## EXERCISE DIRECTIONS:
Find the word "white" in the data below and copy each line that holds it.

## EXERCISE INPUT:
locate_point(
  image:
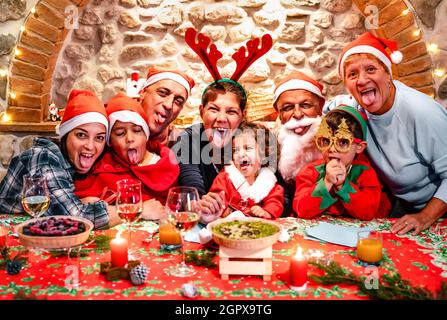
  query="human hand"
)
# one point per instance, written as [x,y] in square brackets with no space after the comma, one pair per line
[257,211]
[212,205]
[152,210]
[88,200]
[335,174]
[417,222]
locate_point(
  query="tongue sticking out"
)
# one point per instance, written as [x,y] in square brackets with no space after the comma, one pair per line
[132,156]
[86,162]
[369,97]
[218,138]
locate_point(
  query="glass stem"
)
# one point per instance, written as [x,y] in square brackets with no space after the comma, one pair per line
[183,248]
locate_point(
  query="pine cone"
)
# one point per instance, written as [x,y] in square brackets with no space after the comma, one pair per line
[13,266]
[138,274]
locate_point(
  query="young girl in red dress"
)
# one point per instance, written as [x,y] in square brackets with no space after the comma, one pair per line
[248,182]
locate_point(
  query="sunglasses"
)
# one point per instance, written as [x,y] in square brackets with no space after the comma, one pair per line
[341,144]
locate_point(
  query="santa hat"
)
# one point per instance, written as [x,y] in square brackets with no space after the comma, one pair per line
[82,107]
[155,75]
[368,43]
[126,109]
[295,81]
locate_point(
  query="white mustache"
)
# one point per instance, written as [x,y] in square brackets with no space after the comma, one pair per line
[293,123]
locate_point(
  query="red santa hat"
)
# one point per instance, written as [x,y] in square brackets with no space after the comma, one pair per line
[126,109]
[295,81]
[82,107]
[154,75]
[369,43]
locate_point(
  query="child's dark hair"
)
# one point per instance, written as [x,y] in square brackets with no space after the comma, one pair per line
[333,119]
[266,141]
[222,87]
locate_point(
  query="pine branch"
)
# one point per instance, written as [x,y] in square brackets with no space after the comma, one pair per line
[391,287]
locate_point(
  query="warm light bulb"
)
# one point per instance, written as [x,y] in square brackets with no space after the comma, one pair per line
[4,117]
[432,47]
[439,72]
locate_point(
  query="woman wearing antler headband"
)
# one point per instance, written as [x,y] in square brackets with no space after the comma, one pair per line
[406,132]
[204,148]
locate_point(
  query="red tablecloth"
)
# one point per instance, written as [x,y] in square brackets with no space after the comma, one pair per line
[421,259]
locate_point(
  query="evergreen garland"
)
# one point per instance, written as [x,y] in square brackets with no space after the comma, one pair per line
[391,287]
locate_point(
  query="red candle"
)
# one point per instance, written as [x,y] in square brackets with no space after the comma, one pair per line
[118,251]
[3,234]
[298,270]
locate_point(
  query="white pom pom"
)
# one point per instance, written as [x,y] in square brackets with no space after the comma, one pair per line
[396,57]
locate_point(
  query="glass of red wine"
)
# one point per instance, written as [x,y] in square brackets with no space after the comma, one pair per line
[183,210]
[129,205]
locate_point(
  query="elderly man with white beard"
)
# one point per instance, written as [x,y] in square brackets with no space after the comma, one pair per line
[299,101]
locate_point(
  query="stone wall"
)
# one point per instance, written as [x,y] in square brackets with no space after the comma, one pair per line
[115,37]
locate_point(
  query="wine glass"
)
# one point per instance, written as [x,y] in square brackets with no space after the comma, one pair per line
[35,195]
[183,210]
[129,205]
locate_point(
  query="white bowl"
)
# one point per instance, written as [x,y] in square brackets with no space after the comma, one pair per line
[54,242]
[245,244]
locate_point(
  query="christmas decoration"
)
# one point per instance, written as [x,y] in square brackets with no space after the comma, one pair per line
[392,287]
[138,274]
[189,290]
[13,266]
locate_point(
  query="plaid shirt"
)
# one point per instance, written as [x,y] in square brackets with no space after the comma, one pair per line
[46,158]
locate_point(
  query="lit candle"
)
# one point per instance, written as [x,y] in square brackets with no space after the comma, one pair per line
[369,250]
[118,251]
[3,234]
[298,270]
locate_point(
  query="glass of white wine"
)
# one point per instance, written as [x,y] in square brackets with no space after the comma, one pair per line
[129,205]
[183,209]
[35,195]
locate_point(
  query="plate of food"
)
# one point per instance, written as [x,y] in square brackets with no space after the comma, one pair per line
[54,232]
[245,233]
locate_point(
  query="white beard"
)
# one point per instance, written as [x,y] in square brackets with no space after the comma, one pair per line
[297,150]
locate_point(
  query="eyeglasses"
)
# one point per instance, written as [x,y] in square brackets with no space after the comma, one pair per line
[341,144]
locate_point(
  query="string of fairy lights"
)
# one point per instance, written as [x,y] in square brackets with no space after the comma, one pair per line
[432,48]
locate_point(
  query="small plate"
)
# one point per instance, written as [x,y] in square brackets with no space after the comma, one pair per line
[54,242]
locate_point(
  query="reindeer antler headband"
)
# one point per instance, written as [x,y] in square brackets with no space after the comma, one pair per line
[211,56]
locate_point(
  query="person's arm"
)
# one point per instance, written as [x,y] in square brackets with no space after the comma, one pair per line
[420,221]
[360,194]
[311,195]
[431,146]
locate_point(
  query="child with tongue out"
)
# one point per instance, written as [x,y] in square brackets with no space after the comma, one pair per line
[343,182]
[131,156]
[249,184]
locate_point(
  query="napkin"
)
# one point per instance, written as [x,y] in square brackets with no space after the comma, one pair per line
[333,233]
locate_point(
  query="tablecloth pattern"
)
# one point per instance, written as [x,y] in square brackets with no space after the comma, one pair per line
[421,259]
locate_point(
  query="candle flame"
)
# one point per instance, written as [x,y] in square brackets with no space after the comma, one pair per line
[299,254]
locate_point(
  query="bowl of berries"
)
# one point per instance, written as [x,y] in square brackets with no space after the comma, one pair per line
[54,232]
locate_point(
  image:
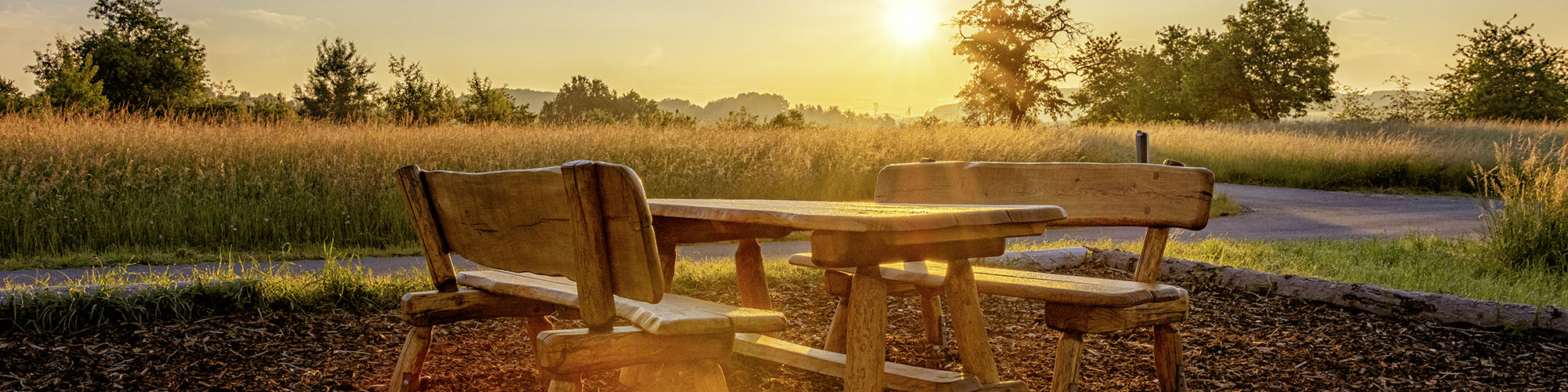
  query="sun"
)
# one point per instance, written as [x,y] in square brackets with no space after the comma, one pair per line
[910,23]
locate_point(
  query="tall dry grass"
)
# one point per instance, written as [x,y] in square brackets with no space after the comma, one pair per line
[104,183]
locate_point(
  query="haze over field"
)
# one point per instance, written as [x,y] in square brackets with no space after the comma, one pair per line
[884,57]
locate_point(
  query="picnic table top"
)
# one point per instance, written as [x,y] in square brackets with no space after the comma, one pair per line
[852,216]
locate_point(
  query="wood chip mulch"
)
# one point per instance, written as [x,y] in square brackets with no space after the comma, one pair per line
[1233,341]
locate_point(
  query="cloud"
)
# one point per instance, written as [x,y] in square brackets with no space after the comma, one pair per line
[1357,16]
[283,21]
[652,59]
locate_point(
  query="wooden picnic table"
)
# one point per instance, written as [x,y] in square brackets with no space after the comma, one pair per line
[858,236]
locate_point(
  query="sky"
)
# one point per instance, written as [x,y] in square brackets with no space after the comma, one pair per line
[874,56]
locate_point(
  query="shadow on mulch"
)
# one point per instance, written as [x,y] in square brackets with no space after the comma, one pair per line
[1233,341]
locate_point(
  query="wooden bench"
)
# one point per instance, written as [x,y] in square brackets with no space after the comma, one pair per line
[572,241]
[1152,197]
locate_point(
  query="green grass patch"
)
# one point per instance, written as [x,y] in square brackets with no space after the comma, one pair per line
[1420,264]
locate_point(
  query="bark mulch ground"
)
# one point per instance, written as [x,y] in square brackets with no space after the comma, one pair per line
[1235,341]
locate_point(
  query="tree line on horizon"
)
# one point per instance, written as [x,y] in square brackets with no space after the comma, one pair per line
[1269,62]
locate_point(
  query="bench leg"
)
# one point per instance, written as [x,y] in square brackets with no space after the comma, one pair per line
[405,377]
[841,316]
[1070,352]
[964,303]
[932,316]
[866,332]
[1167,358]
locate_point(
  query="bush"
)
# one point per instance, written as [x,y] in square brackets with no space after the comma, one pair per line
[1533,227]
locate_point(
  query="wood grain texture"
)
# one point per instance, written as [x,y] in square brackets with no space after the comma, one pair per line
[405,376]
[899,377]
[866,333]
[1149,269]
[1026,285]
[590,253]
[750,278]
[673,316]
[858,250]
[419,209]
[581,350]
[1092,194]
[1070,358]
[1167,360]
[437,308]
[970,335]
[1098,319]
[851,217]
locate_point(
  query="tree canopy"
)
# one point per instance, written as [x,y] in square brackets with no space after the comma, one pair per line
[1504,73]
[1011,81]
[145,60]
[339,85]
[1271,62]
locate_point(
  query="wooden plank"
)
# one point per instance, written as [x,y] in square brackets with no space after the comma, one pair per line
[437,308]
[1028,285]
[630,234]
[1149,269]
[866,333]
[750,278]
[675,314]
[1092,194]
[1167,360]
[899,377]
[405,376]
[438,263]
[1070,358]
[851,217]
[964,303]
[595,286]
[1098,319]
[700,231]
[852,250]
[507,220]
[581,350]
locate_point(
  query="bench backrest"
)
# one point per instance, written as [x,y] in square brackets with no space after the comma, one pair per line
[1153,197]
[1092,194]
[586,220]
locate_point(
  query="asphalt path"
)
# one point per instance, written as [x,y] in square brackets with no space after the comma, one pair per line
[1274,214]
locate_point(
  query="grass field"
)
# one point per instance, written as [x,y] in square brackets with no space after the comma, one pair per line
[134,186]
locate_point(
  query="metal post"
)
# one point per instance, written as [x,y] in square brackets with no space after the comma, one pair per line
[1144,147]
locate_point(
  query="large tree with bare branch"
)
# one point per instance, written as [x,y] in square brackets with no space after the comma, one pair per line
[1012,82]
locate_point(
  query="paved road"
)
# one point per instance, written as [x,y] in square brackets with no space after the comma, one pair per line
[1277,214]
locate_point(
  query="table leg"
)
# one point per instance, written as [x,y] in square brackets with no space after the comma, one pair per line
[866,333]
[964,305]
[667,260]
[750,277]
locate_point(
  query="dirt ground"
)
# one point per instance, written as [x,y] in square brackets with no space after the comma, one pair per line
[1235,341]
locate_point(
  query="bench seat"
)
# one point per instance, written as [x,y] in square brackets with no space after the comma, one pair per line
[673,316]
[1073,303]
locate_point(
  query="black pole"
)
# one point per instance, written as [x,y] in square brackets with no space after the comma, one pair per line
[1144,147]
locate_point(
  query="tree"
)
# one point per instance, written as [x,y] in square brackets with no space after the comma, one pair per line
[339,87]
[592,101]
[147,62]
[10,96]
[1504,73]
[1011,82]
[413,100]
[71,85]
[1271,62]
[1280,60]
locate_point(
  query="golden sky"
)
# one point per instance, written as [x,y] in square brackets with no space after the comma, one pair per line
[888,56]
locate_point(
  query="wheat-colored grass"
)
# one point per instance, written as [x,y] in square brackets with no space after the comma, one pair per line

## ANSWER TO THE PROBLEM:
  query="white mustache"
  query="white pom pom"
  query="elderly man with white beard"
  query="white bowl"
  query="glass of white wine"
  query="white beard"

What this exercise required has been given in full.